> [Written request] Rewrite every item below, replacing "Query" with "Target" and keeping everything else the same.

==================================================

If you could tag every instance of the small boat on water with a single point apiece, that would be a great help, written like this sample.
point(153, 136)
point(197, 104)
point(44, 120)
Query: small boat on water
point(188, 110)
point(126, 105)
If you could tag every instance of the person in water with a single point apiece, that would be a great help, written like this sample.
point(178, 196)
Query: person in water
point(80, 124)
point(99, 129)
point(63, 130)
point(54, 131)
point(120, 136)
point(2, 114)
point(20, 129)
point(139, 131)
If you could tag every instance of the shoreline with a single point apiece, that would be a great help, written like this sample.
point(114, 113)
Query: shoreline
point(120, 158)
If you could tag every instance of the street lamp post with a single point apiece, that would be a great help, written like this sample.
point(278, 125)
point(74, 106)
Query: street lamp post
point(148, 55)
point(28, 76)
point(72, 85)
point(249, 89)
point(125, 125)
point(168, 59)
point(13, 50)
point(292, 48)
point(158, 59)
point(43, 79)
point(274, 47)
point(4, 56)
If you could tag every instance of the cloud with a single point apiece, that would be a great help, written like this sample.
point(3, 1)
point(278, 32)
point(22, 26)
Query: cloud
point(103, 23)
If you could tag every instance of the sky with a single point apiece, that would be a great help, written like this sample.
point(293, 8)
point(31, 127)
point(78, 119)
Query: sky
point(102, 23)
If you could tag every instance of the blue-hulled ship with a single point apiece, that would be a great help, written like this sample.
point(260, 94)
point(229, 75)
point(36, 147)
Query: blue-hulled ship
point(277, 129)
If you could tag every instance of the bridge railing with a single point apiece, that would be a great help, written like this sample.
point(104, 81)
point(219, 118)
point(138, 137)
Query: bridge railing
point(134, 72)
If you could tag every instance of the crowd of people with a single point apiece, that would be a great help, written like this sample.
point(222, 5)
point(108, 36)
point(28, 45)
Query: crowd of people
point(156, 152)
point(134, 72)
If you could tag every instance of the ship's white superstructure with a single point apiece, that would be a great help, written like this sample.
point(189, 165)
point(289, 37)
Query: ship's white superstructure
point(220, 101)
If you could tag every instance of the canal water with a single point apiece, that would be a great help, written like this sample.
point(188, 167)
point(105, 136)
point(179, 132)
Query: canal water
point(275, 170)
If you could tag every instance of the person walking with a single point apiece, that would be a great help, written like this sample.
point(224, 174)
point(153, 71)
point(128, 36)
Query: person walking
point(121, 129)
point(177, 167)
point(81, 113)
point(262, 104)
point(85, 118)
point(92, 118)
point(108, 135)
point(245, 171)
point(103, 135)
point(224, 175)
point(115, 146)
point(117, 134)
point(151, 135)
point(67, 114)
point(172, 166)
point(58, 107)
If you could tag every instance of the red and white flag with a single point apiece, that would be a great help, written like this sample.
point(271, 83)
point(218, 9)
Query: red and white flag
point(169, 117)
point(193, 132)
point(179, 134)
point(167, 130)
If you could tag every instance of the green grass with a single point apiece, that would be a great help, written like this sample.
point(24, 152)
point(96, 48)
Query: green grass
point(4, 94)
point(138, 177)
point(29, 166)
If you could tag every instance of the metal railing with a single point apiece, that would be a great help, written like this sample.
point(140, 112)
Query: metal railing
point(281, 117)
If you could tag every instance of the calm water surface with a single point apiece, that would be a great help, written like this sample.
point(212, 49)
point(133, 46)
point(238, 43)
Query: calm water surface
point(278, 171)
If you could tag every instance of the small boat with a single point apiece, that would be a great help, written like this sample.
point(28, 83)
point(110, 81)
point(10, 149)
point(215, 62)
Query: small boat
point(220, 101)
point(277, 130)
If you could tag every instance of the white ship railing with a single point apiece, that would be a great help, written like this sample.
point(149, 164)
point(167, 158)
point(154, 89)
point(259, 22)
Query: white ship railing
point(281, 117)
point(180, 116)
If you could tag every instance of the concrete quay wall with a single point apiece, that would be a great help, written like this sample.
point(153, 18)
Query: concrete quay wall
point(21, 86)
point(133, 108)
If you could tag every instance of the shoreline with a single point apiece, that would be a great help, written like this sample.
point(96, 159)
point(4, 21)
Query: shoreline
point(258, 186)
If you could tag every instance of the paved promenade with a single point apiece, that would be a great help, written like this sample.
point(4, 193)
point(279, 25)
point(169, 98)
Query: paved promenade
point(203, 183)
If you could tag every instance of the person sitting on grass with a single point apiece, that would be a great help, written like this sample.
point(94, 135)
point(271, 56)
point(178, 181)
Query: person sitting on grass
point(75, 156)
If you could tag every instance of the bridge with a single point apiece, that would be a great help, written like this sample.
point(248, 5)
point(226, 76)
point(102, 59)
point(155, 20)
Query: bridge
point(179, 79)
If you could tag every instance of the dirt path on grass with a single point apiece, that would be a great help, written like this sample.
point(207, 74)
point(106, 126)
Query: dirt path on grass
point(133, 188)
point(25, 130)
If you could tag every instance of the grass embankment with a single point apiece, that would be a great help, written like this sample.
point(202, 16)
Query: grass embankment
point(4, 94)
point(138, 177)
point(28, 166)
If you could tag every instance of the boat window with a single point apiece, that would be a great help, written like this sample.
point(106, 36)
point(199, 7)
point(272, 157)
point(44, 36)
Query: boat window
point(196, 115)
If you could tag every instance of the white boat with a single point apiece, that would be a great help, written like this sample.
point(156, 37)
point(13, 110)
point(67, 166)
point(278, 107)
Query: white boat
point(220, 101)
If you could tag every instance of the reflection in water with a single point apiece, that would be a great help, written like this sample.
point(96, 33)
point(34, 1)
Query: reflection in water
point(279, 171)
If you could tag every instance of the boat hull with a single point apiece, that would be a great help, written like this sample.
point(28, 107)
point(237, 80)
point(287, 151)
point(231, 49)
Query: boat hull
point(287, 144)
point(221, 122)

==================================================

> [Exercise result]
If you could tag every instance of the small boat on water with a single point apiece, that would be a great help, written like this sample.
point(153, 136)
point(197, 104)
point(44, 120)
Target: small boat on water
point(188, 110)
point(126, 105)
If you could tag every instance of the person in water with a single point apiece, that would be a great help, written like this sample.
point(178, 196)
Target: person in water
point(80, 124)
point(99, 129)
point(63, 130)
point(54, 131)
point(120, 136)
point(2, 114)
point(20, 129)
point(139, 131)
If you could tag every instance of the shoreline with a single point apiece, that would be a great help, written like this sample.
point(114, 113)
Target: shoreline
point(120, 158)
If you could tag every instance of the street lamp post with a single point apiece, that would be a great help, written like this sample.
point(278, 125)
point(74, 106)
Target: street lamp post
point(148, 55)
point(28, 76)
point(72, 85)
point(249, 89)
point(125, 125)
point(168, 59)
point(13, 50)
point(292, 48)
point(158, 59)
point(43, 79)
point(274, 47)
point(4, 56)
If you could tag every instance of the cloud with a single point apiece, that would be a great help, written like this sample.
point(3, 1)
point(278, 32)
point(22, 26)
Target: cloud
point(103, 23)
If you could tag every instance of the sky with a single point apiece, that would be a great help, written like this sample.
point(293, 8)
point(31, 127)
point(78, 119)
Target: sky
point(102, 23)
If you could tag every instance of the blue-hulled ship with a single point apiece, that would be a great help, written like this sample.
point(260, 94)
point(229, 75)
point(36, 147)
Target: blue-hulled ship
point(277, 129)
If you could tag every instance of the bridge railing with a single point apiece, that would be a great help, written like this sample.
point(104, 81)
point(219, 118)
point(138, 137)
Target: bridge railing
point(134, 72)
If you could tag every instance of the crowd of people with a single point apiece, that would be a great help, written like this sample.
point(222, 5)
point(108, 36)
point(28, 45)
Target: crowd of people
point(156, 152)
point(134, 72)
If you could tag every instance of the ship's white superstructure with a single point apiece, that would be a great help, written like this sample.
point(189, 165)
point(289, 37)
Target: ship's white superstructure
point(220, 101)
If you could tag every instance of the canal water with a single point apiece, that would be a great help, written like this sample.
point(188, 167)
point(105, 136)
point(179, 132)
Target: canal water
point(275, 170)
If you could tag every instance of the person walking with a single point apiece, that would be a great help, written like this sample.
point(224, 174)
point(153, 71)
point(128, 36)
Target: person walking
point(121, 129)
point(177, 167)
point(81, 113)
point(262, 104)
point(85, 118)
point(92, 118)
point(108, 135)
point(245, 171)
point(103, 135)
point(224, 175)
point(115, 146)
point(117, 134)
point(151, 135)
point(67, 114)
point(172, 166)
point(58, 107)
If you could tag every instance of the red and white flag with a single point apiece, that would be a great help, written like this sample.
point(271, 83)
point(218, 9)
Target: red and white flag
point(169, 117)
point(193, 132)
point(179, 134)
point(167, 130)
If you could tag every instance of the green grass with a single point apiece, that would be a great help, written like this sample.
point(24, 152)
point(96, 48)
Target: green grass
point(4, 94)
point(138, 177)
point(29, 166)
If you could tag every instance of the metal railing with a single point apiece, that would be a great help, written like this sample.
point(140, 112)
Target: metal railing
point(281, 117)
If you could tag every instance of the calm water surface with a single point apiece, that would be a great help, written like this sample.
point(212, 49)
point(133, 46)
point(238, 43)
Target: calm water surface
point(278, 171)
If you could tag every instance of the small boat with a single point apiece, that would be a great help, written like this sample.
point(28, 83)
point(110, 81)
point(10, 149)
point(215, 62)
Target: small boat
point(220, 101)
point(277, 130)
If you could tag every instance of the white ship railing with a single point apiece, that would be a great help, written like this sample.
point(149, 164)
point(167, 158)
point(154, 89)
point(259, 22)
Target: white ship railing
point(281, 117)
point(180, 116)
If you could tag every instance of the concrete quay wall with a single point apiece, that would be a great help, written like this sample.
point(153, 18)
Target: concrete quay wall
point(21, 86)
point(133, 108)
If you could tag every instance of the shoreline with a single point apiece, that would be a great help, written like this sample.
point(96, 159)
point(4, 21)
Target: shoreline
point(258, 186)
If you could tag every instance of the paved promenade with a single point apiece, that would be a great help, written like this sample.
point(4, 193)
point(279, 25)
point(169, 98)
Target: paved promenade
point(203, 183)
If you could tag every instance of the person sitting on grass with a single point apiece, that would be a great help, written like this sample.
point(94, 135)
point(271, 56)
point(178, 181)
Target: person sitting on grass
point(75, 156)
If you could tag every instance of the bridge with a single point apiece, that would be a great help, written like this sample.
point(248, 5)
point(226, 76)
point(102, 59)
point(155, 20)
Target: bridge
point(179, 79)
If you could tag every instance of the dirt path on grass with a single point apiece, that would be a great help, written like this sample.
point(207, 74)
point(106, 126)
Target: dirt path on grass
point(133, 188)
point(25, 130)
If you could tag every instance of the grass embankment with a single point apiece, that would be a great help, written like this sample.
point(202, 16)
Target: grass embankment
point(4, 94)
point(138, 177)
point(28, 166)
If you could tag every instance of the boat window with a single point apiece, that would be a great help, written like this sample.
point(106, 36)
point(199, 7)
point(272, 157)
point(44, 36)
Target: boat window
point(196, 115)
If you could tag every instance of the white boat with a single point apiece, that would be a great help, written like this sample.
point(156, 37)
point(13, 110)
point(67, 166)
point(278, 107)
Target: white boat
point(220, 101)
If you could tag every instance of the reflection in water with a single point apiece, that would be a great help, written like this sample.
point(96, 33)
point(34, 1)
Target: reflection in water
point(279, 171)
If you could tag every instance of the boat hull with a single point apiece, that would be a great help, written like this sample.
point(28, 107)
point(237, 80)
point(287, 151)
point(231, 49)
Target: boat hull
point(287, 144)
point(221, 122)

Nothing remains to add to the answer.